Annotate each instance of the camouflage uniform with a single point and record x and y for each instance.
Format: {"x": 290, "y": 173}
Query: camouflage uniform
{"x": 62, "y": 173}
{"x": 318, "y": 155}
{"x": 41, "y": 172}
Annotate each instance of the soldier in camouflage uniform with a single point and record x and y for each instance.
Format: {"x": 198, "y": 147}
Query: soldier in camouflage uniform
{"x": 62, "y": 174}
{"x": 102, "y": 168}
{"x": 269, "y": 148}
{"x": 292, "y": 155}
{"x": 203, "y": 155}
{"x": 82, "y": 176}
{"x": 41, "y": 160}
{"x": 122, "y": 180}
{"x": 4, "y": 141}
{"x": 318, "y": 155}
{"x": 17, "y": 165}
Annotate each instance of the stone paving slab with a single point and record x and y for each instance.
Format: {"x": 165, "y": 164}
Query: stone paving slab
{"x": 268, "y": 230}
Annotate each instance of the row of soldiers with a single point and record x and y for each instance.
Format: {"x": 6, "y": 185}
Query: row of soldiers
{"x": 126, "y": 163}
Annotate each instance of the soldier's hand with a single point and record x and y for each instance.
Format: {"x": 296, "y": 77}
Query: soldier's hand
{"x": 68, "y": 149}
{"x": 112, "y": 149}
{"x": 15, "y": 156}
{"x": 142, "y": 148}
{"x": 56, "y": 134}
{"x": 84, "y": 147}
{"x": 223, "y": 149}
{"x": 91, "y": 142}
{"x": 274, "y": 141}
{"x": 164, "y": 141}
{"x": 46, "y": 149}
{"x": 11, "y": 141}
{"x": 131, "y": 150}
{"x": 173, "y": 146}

» What is being asked:
Answer with the number alone: how many lines in the records include the word "Format"?

» Written answer:
5